> [Work to complete] Only the lines from the one containing "Target: weathered concrete surface" through the last line below should be written out, exactly and with both ends kept.

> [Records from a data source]
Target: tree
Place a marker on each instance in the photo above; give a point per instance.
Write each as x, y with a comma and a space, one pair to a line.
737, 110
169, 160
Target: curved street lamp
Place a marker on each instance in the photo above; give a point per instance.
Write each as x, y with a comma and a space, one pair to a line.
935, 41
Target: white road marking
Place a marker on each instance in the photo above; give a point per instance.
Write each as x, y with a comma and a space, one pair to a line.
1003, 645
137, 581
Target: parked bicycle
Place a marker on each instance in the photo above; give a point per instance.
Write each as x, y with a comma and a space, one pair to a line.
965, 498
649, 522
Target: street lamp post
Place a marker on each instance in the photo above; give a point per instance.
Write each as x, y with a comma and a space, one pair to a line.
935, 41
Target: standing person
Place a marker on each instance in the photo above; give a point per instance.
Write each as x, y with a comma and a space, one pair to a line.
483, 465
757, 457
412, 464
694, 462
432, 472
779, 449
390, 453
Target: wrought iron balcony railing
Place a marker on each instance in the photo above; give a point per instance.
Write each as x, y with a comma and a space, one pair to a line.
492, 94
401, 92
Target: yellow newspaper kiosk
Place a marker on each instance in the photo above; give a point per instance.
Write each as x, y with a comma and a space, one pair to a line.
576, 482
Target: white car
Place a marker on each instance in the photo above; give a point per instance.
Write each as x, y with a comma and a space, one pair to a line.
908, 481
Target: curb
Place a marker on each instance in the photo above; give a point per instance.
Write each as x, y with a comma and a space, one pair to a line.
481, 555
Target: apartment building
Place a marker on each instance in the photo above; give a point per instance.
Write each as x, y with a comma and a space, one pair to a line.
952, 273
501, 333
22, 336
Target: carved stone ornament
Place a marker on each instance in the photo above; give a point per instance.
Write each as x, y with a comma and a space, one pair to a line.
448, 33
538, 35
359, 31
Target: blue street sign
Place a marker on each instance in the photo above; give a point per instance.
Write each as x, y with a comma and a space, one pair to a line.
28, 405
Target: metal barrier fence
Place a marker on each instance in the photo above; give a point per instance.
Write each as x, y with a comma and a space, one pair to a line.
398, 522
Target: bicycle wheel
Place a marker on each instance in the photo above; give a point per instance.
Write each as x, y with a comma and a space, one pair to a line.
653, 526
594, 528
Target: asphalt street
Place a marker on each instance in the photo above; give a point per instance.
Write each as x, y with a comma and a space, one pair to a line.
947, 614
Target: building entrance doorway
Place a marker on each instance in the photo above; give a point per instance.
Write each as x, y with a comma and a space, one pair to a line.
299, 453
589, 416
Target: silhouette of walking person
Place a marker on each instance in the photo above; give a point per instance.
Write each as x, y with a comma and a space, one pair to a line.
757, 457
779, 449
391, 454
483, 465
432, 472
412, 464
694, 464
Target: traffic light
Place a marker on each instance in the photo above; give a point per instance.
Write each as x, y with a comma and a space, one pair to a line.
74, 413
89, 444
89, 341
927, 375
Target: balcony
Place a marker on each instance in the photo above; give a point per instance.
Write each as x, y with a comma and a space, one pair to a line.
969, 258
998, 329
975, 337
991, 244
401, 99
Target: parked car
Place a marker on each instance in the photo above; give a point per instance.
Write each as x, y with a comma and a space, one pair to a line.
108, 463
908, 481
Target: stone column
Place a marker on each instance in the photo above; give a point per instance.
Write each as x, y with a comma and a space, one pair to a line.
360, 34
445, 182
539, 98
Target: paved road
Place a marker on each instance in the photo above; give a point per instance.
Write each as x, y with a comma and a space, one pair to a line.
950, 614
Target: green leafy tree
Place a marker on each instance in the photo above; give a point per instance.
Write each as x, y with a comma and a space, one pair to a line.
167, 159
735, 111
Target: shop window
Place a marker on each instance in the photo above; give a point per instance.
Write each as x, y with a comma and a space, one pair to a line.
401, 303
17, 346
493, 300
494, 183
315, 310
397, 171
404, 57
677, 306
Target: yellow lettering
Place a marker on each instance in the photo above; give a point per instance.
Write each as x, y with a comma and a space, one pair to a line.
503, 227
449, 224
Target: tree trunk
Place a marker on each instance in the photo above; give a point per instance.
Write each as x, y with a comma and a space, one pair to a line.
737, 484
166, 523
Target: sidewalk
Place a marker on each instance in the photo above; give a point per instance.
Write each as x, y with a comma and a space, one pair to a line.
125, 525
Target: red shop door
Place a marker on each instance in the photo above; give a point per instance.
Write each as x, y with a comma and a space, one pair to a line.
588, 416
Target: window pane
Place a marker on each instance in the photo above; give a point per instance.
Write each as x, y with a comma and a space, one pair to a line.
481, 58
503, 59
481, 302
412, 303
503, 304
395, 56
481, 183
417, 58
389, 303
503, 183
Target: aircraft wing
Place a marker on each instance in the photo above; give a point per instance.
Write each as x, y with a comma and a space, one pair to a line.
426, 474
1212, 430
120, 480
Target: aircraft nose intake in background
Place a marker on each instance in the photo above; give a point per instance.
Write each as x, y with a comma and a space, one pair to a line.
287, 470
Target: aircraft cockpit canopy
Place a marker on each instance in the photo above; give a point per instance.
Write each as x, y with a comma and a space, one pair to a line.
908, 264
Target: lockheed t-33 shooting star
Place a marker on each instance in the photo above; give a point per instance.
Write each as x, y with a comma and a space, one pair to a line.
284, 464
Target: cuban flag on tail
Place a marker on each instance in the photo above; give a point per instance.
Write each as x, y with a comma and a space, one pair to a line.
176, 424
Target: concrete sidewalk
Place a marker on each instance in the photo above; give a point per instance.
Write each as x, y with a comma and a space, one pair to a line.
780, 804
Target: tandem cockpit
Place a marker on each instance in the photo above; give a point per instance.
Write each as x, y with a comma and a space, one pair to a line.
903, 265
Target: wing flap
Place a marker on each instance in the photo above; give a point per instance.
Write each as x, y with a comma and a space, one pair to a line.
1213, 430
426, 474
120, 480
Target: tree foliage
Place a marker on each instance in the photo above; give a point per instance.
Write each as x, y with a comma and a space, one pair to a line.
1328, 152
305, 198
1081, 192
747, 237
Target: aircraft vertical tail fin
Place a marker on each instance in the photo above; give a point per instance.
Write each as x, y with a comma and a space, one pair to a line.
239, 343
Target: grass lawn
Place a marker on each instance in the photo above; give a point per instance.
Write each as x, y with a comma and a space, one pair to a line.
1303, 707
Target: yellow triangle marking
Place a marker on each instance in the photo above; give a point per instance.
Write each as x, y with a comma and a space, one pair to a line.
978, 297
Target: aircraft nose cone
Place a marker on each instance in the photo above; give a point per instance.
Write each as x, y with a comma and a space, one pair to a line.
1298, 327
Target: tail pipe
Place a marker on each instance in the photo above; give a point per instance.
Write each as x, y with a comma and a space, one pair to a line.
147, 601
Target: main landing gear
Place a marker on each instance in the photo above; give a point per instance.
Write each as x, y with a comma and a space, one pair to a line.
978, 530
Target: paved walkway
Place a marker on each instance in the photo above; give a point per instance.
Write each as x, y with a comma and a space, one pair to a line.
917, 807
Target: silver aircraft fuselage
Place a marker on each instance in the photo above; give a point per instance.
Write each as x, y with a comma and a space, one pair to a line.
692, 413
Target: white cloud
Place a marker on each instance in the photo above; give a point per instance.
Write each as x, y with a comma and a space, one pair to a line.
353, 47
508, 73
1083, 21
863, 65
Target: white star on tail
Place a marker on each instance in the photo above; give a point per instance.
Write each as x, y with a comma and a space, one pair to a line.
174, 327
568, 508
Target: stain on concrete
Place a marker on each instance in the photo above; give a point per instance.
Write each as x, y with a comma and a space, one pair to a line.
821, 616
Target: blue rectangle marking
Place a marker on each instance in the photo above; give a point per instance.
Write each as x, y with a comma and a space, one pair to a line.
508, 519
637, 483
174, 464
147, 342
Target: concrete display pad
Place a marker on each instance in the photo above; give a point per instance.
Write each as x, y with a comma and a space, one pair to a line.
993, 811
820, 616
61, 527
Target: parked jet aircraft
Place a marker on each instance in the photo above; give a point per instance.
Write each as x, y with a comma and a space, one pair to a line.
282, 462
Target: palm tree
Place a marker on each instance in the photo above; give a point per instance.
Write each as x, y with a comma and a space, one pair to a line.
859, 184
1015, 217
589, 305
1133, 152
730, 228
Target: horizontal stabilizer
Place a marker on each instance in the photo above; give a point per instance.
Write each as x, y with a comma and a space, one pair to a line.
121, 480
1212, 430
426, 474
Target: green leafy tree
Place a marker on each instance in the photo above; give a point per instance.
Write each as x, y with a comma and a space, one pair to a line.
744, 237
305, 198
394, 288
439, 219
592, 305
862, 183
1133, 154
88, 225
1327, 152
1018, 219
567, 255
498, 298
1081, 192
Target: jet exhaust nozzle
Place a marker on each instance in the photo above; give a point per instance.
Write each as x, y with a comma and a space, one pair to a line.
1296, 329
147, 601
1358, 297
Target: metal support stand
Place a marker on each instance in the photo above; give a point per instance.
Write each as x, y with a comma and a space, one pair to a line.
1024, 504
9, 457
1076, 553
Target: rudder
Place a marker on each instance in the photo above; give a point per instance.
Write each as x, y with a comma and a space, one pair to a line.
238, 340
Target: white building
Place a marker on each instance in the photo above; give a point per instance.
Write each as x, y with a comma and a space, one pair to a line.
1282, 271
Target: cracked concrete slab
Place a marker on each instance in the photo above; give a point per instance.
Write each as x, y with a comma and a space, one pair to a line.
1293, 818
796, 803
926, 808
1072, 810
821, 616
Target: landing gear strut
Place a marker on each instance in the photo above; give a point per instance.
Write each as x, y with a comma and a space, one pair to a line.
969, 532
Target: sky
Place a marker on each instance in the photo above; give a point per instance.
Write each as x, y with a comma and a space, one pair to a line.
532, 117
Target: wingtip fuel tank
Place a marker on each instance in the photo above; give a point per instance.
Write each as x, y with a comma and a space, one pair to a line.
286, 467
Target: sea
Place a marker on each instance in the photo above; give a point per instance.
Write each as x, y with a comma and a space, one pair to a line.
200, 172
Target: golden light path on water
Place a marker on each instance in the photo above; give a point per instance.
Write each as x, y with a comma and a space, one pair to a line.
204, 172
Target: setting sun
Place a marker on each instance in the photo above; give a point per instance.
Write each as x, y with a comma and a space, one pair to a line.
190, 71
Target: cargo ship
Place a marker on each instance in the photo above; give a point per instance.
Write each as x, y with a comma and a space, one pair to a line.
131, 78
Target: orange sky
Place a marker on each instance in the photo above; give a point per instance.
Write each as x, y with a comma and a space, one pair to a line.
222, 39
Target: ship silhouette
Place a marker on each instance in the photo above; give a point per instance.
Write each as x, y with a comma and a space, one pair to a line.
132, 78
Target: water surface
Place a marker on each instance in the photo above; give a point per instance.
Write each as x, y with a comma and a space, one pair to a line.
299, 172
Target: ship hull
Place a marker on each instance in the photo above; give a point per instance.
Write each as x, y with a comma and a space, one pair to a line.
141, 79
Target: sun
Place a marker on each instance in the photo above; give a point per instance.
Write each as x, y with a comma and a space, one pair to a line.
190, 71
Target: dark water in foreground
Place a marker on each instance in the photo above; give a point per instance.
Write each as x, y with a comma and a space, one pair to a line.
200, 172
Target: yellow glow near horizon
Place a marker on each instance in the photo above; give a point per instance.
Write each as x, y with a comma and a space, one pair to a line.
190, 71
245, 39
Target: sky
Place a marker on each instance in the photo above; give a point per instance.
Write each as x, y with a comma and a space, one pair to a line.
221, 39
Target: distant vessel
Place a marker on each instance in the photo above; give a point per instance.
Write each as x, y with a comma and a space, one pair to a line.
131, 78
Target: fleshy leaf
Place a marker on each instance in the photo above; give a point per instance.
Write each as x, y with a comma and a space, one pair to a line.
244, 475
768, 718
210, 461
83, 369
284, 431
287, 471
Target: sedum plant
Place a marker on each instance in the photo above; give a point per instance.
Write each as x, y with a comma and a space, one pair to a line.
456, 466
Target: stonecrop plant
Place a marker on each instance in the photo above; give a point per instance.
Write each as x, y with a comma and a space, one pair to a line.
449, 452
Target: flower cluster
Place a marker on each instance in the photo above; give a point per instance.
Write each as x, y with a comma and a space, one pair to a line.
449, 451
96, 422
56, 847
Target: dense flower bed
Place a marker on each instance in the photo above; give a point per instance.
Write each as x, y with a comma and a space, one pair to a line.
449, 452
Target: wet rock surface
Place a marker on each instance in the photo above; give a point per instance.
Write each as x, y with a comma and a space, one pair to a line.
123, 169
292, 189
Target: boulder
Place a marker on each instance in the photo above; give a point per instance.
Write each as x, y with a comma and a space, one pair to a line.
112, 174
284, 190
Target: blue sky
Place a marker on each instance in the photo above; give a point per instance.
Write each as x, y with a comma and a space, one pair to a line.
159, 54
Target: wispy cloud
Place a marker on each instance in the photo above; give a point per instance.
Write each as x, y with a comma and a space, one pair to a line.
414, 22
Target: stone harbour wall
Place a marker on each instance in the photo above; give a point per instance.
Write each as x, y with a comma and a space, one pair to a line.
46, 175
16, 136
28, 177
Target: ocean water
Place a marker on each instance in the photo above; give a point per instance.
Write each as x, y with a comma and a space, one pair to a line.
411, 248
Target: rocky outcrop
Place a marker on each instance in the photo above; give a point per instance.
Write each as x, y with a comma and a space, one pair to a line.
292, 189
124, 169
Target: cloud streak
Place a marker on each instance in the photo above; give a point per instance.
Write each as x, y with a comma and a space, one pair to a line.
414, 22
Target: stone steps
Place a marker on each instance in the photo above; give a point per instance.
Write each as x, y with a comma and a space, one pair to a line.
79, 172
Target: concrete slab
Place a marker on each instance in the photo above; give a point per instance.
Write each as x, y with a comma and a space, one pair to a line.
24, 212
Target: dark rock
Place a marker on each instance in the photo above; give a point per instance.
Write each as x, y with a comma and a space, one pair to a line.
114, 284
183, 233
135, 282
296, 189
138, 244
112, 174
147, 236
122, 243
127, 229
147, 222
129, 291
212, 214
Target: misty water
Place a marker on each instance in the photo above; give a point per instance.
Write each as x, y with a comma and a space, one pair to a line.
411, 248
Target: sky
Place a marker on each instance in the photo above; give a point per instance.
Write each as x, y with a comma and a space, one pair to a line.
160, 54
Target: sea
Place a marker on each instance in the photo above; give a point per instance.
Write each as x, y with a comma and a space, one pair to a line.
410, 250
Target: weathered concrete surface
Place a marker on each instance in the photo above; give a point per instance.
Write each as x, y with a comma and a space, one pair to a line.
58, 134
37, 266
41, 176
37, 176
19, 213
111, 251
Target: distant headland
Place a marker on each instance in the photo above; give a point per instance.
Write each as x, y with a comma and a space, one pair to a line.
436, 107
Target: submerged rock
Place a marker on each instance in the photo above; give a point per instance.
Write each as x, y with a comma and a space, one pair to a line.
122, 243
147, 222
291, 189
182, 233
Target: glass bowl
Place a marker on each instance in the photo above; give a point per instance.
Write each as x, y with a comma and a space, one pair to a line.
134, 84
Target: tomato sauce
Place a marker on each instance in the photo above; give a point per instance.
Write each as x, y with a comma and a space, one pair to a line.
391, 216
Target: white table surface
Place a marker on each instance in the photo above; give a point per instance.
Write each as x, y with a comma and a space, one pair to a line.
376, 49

> [Task response]
Target: weathered concrete surface
Place a marker on each instance in the photo above; give a point per instance.
Write each as x, y with a comma and a space, one pair to a line.
58, 134
37, 266
41, 176
37, 176
19, 213
111, 251
Target: distant headland
Place a marker on each instance in the photo above; give a point per instance.
Write each as x, y with a comma and a space, one pair to a line.
436, 107
Target: submerged rock
Place a marker on each instance in the photo above; give a point per instance.
Write each as x, y with a comma and a space, one pair to a line.
122, 243
147, 222
291, 189
182, 233
Target: glass bowl
Place a marker on each instance in the photo above; give a point per instance.
Write each as x, y with a comma and a space, one pair to a line.
134, 84
Target: tomato sauce
Place a marker on each instance in the photo above; give a point per instance.
Write each as x, y with a comma and a space, one pair to a line.
391, 216
Target: white table surface
Place a marker on each instance in the photo above; give a point per instance.
Write each as x, y with a comma and a space, one pair to a line.
376, 49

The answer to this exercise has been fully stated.